### [PROVIDED DATA]
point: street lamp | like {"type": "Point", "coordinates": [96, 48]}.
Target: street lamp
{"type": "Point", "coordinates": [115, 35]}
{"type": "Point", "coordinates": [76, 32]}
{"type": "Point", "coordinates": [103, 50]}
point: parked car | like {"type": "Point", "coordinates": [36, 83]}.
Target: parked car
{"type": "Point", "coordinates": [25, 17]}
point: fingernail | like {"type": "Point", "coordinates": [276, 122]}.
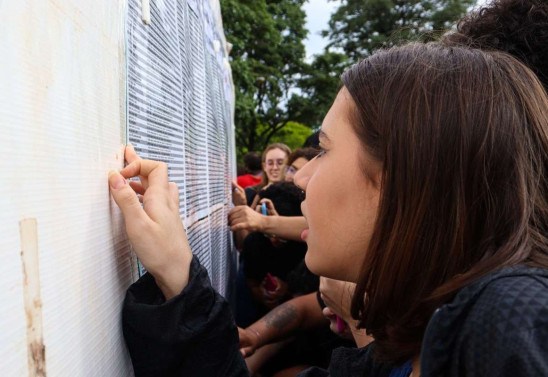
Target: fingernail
{"type": "Point", "coordinates": [116, 180]}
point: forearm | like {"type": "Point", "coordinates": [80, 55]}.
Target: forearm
{"type": "Point", "coordinates": [289, 228]}
{"type": "Point", "coordinates": [239, 237]}
{"type": "Point", "coordinates": [300, 313]}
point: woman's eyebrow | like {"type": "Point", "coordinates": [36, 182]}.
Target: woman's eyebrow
{"type": "Point", "coordinates": [322, 135]}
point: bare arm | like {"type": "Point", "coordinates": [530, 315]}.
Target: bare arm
{"type": "Point", "coordinates": [245, 218]}
{"type": "Point", "coordinates": [302, 312]}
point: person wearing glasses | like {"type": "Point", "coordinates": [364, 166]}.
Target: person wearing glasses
{"type": "Point", "coordinates": [297, 159]}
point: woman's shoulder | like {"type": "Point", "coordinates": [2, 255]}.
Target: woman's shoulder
{"type": "Point", "coordinates": [514, 296]}
{"type": "Point", "coordinates": [500, 321]}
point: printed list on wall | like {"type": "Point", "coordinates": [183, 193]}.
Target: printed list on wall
{"type": "Point", "coordinates": [180, 104]}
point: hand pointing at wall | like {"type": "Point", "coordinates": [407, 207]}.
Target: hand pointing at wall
{"type": "Point", "coordinates": [154, 229]}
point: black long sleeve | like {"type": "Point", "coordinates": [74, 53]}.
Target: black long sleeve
{"type": "Point", "coordinates": [192, 334]}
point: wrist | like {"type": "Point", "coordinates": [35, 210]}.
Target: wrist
{"type": "Point", "coordinates": [174, 278]}
{"type": "Point", "coordinates": [257, 337]}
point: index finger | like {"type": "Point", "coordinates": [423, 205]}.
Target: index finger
{"type": "Point", "coordinates": [130, 155]}
{"type": "Point", "coordinates": [154, 171]}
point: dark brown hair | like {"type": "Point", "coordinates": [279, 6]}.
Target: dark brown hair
{"type": "Point", "coordinates": [462, 136]}
{"type": "Point", "coordinates": [518, 27]}
{"type": "Point", "coordinates": [270, 147]}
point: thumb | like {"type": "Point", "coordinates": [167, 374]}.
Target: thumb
{"type": "Point", "coordinates": [124, 196]}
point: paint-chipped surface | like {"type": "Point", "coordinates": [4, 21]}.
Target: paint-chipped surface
{"type": "Point", "coordinates": [33, 303]}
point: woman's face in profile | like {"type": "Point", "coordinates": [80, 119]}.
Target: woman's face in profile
{"type": "Point", "coordinates": [341, 201]}
{"type": "Point", "coordinates": [274, 165]}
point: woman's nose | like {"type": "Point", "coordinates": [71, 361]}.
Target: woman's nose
{"type": "Point", "coordinates": [302, 176]}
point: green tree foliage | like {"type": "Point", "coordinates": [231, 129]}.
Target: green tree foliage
{"type": "Point", "coordinates": [294, 135]}
{"type": "Point", "coordinates": [359, 27]}
{"type": "Point", "coordinates": [266, 58]}
{"type": "Point", "coordinates": [318, 86]}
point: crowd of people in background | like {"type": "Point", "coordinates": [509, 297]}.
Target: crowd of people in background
{"type": "Point", "coordinates": [425, 211]}
{"type": "Point", "coordinates": [273, 279]}
{"type": "Point", "coordinates": [272, 276]}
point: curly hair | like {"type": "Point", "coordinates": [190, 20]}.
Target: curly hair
{"type": "Point", "coordinates": [517, 27]}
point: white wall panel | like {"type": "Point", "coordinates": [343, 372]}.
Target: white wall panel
{"type": "Point", "coordinates": [62, 111]}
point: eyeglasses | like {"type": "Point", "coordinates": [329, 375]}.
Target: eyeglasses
{"type": "Point", "coordinates": [291, 169]}
{"type": "Point", "coordinates": [279, 162]}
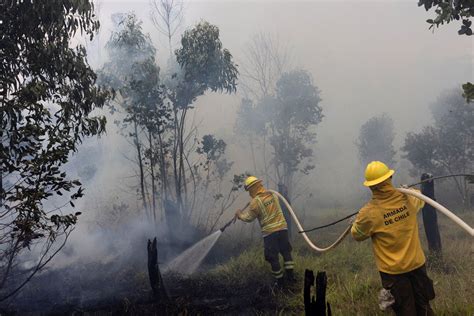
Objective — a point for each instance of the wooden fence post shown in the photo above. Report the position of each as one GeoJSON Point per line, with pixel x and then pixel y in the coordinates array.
{"type": "Point", "coordinates": [430, 218]}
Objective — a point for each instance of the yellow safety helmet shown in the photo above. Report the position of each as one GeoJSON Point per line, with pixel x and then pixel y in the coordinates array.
{"type": "Point", "coordinates": [377, 172]}
{"type": "Point", "coordinates": [250, 181]}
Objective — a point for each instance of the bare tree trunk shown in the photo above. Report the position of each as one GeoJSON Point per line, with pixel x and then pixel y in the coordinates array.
{"type": "Point", "coordinates": [140, 166]}
{"type": "Point", "coordinates": [152, 171]}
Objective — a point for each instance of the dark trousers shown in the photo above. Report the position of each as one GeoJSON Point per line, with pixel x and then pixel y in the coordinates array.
{"type": "Point", "coordinates": [412, 292]}
{"type": "Point", "coordinates": [274, 244]}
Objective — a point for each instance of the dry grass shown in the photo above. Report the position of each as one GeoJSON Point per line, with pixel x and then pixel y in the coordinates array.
{"type": "Point", "coordinates": [353, 280]}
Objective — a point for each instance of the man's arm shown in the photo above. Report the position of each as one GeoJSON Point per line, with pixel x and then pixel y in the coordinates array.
{"type": "Point", "coordinates": [248, 215]}
{"type": "Point", "coordinates": [362, 226]}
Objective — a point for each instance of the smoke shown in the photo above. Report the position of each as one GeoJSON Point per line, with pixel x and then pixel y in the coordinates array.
{"type": "Point", "coordinates": [367, 58]}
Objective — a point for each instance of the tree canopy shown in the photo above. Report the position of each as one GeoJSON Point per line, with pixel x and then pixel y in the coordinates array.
{"type": "Point", "coordinates": [375, 140]}
{"type": "Point", "coordinates": [48, 95]}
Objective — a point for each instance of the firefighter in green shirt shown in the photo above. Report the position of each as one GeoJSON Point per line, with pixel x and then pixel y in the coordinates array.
{"type": "Point", "coordinates": [265, 207]}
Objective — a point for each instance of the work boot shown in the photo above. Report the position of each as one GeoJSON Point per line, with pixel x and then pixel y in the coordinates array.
{"type": "Point", "coordinates": [290, 277]}
{"type": "Point", "coordinates": [279, 283]}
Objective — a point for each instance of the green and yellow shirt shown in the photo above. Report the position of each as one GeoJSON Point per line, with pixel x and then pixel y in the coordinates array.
{"type": "Point", "coordinates": [389, 219]}
{"type": "Point", "coordinates": [266, 208]}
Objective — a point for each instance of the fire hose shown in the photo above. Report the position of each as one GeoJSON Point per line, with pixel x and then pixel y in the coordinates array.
{"type": "Point", "coordinates": [416, 194]}
{"type": "Point", "coordinates": [433, 203]}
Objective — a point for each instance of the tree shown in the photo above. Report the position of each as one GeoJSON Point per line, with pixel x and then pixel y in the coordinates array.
{"type": "Point", "coordinates": [290, 119]}
{"type": "Point", "coordinates": [265, 61]}
{"type": "Point", "coordinates": [132, 72]}
{"type": "Point", "coordinates": [375, 140]}
{"type": "Point", "coordinates": [448, 145]}
{"type": "Point", "coordinates": [48, 95]}
{"type": "Point", "coordinates": [156, 110]}
{"type": "Point", "coordinates": [448, 11]}
{"type": "Point", "coordinates": [167, 17]}
{"type": "Point", "coordinates": [204, 66]}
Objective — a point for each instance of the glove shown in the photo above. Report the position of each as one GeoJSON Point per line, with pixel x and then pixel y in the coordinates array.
{"type": "Point", "coordinates": [352, 219]}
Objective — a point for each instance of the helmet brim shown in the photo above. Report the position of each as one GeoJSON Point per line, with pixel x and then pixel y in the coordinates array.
{"type": "Point", "coordinates": [252, 184]}
{"type": "Point", "coordinates": [379, 180]}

### [TASK OBJECTIVE]
Your answer should be the lines of the listing above between the line holding "point: black long" and the line holding "point: woman's face", inclusive, restated word for word and alone.

### [SOLUTION FOR THIS TASK]
point: black long sleeve | like {"type": "Point", "coordinates": [74, 53]}.
Target: black long sleeve
{"type": "Point", "coordinates": [192, 334]}
point: wrist | like {"type": "Point", "coordinates": [35, 210]}.
Target: wrist
{"type": "Point", "coordinates": [174, 278]}
{"type": "Point", "coordinates": [257, 337]}
point: index finger | like {"type": "Point", "coordinates": [423, 205]}.
Target: index finger
{"type": "Point", "coordinates": [130, 155]}
{"type": "Point", "coordinates": [154, 171]}
point: dark brown hair | like {"type": "Point", "coordinates": [279, 6]}.
Target: dark brown hair
{"type": "Point", "coordinates": [462, 136]}
{"type": "Point", "coordinates": [518, 27]}
{"type": "Point", "coordinates": [270, 147]}
point: thumb | like {"type": "Point", "coordinates": [167, 374]}.
Target: thumb
{"type": "Point", "coordinates": [124, 196]}
point: paint-chipped surface | like {"type": "Point", "coordinates": [4, 21]}.
Target: paint-chipped surface
{"type": "Point", "coordinates": [33, 303]}
point: woman's face in profile | like {"type": "Point", "coordinates": [80, 119]}.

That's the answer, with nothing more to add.